## The problem
Without altering a single character, set down all of the data below.

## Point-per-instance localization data
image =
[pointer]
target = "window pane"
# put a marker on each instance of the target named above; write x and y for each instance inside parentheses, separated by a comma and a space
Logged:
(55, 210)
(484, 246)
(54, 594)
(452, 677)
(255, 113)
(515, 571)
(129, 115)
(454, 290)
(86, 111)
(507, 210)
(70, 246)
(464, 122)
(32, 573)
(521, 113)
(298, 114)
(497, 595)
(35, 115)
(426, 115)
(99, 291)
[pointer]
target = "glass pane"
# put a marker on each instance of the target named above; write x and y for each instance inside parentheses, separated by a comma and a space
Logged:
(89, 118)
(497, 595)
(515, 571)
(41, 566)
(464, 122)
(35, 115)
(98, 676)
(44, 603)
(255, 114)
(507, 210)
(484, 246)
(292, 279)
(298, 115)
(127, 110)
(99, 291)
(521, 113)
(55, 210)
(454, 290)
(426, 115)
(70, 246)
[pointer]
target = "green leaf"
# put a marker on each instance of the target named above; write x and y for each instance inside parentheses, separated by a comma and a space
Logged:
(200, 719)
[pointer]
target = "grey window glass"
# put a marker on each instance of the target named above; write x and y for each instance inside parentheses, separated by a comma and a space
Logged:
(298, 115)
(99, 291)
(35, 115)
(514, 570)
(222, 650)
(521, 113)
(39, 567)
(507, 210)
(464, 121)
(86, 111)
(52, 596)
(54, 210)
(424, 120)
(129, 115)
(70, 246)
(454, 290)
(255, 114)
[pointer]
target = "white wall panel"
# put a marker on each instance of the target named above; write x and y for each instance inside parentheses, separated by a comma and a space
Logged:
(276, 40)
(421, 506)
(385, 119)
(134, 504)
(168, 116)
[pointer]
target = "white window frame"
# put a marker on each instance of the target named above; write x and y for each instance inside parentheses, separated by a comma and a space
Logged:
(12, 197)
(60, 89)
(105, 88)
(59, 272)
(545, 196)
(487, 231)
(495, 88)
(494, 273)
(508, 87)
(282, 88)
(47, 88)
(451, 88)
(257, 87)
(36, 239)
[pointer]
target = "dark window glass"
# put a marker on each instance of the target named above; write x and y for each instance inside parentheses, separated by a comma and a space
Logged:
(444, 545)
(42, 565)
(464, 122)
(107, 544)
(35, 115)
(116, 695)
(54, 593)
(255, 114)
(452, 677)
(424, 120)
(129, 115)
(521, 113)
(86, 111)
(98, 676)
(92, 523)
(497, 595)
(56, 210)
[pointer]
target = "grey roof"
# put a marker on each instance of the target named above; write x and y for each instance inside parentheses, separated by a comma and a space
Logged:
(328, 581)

## Answer to this exercise
image =
[pointer]
target = "window pane"
# put a marker on each instance of the target named above; write x and y for each instance inside parentheses, separated by a comma and a space
Logged:
(55, 210)
(484, 246)
(54, 594)
(452, 677)
(255, 113)
(515, 571)
(129, 115)
(454, 290)
(86, 111)
(507, 210)
(70, 246)
(464, 122)
(32, 573)
(521, 113)
(298, 114)
(497, 595)
(35, 115)
(426, 115)
(99, 291)
[pointer]
target = "glass pane"
# put a marker on each instance of the target named above; write x and y for each instance inside parentheses, separated by a comma and a space
Logged:
(89, 118)
(497, 595)
(515, 571)
(41, 566)
(464, 122)
(35, 115)
(98, 676)
(44, 603)
(255, 114)
(507, 210)
(484, 246)
(292, 279)
(298, 115)
(127, 110)
(99, 291)
(521, 113)
(55, 210)
(454, 290)
(426, 115)
(70, 246)
[pointer]
target = "green leaf"
# put a marker on each instance of the target named above; write x and y for each instance inside parentheses, separated by a comma and a space
Logged:
(200, 719)
[pointer]
target = "grey window glass"
# put a marker on each instance of the target named above; write x and y for each instance inside parentheses, separated by a comma and a space
Logged:
(298, 115)
(99, 291)
(35, 115)
(514, 570)
(222, 650)
(521, 113)
(39, 567)
(507, 210)
(464, 121)
(86, 111)
(52, 596)
(54, 210)
(424, 120)
(129, 115)
(70, 246)
(454, 290)
(255, 114)
[pointer]
target = "white wall panel"
# put a marker on each instance of the target named above; write x and y for each instance inside parentheses, separated by a comma and a space
Logged:
(276, 40)
(421, 506)
(385, 119)
(134, 504)
(168, 116)
[pointer]
target = "white window frame"
# put a marker on each instance of the target named above; write x and y for each instance inside parentheses, separated by a comma and a space
Logged:
(12, 197)
(60, 89)
(105, 88)
(59, 272)
(545, 196)
(487, 231)
(495, 88)
(494, 273)
(508, 87)
(282, 88)
(47, 88)
(451, 88)
(257, 87)
(36, 239)
[pointer]
target = "dark window glass"
# put a marker on each instance of the target named above; write x and y for each instance inside parentheses, separated by a comma and a space
Logged:
(444, 545)
(42, 565)
(464, 122)
(107, 544)
(35, 115)
(116, 695)
(54, 593)
(255, 114)
(452, 677)
(424, 120)
(129, 115)
(521, 113)
(86, 111)
(98, 676)
(92, 523)
(497, 595)
(56, 210)
[pointer]
target = "grey roof"
# put a marker on each instance of the target named above; write x and y for each instance inside parentheses, separated by a comma and a space
Logged:
(328, 581)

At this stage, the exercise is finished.